Soal A –
Menurut teks tentang sejarah Desa Dawuan, siapa yang diyakini masyarakat setempat sebagai pendiri desa itu?

Teks Tersedia –
-- -- --

SEJARAH DESA DAWUAN KABUPATEN CIREBON




SEJARAH ASAL USUL DESA DAWUAN KABUPATEN CIREBON - Desa Dawuan merupakan salah satu desa termasuk dalam Kecamatan Tengah Tani hasil pemekaran dari Kecamatan Cirebon Barat. Desa ini oleh masyarakat setempat diyakini didirikan oleh Ki Gede Dawuan. Sayang kiprahnya pada masa pemerintahan Sunan Gunung Jati tidak begitu terekam dalam ingatan masyarakat setempat, hanya diketahui keberadaan pasareannya atau kuburan di Nur Giri Cipta Rengga atau Astana Gunung Sembung yang berdampingan dengan Ki Gede Kemlaka dan Ki Gede Pilang yang juga penguasa desa tetangga dari Desa Dawuan. Hal tersebut bukan berarti mengecilkan peran para tokoh yang masih hidup di desa tersebut pada masa nan lampau.

Salah seorang yang begitu sanagat dikenang kiprahnya adalah Ki Buyut Muji. Seperti yang dituturkan oleh keluarga Kyai Haji Irsad Al Amin (Alm) pengasuh Pondok Pesantren Sambi Lawang Raden Syarif Rihani Kusumawijaya (Alm) menyebutkan bahwa nama Ki Buyut Muji sesungguhnya muncul karena setiap saat beliau hanya berwirid dan berzikir memuji Asma-Nya, beliau sesungguhnya bernama Pangeran Abdul Hamid putra dari Pangeran Satarengga. Jika jalur keturunan itu ditarik keatas maka sampailah pada Pangeran Cakrabuana atau embah Kuwu Cerbon, sedangkan menurut Ismail bin Raden Dasuki, Kibuyut Muji adalah putra dari Ki Gede Gesik, sedangkan Pangeran Satarengga adalah mertua beliau. Versi lain siapa Kibuyut Muji ini dituturkan oleh  Kyai Ahmad bahwa Ki Buyut Muji bernama asli Syekh Muhyidin. Nama Muji sendiri muncul sebagai nama samaran karena beliau melakukan gerakan bahwa tanah memberontak terhadap belanda . disebutkan pula bahwa ia adalah pendukung setia dari Pangeran Suryanegara (Mertuanya).

-- -- --

Bahan Tersedia –
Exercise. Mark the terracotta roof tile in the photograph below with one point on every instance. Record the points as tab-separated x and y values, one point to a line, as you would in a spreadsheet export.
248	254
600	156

-- -- --

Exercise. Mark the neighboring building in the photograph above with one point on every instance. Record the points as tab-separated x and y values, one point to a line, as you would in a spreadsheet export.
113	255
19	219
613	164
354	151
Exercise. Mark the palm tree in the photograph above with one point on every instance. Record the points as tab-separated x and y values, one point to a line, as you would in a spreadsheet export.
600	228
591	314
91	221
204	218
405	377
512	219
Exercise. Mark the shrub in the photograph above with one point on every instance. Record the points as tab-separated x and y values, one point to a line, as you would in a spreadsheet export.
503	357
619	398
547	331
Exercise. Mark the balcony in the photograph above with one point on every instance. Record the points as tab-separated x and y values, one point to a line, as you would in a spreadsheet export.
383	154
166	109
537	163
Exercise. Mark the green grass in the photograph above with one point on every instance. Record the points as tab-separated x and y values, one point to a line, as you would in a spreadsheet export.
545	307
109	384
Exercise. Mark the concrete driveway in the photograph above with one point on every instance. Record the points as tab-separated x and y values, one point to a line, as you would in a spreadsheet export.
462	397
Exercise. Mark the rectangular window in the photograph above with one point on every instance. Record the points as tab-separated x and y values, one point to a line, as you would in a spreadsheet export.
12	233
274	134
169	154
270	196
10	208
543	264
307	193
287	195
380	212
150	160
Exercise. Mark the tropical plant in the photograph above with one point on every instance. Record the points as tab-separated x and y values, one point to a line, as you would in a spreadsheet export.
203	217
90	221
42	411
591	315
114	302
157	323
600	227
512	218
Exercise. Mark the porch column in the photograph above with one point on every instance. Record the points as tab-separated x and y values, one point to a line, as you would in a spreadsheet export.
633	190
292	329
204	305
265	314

-- -- --

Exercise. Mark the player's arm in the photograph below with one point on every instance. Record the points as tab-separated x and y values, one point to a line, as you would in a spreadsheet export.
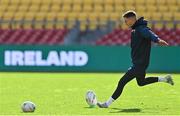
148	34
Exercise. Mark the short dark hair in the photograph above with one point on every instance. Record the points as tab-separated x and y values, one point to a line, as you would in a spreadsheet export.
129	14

-- -- --

Soal B –
Laporkan jumlah baris di atas yang memuat kata "green". Tulis angkanya saja.

Hasil Tugas A –
Ki Gede Dawuan.

Hasil Tugas B –
1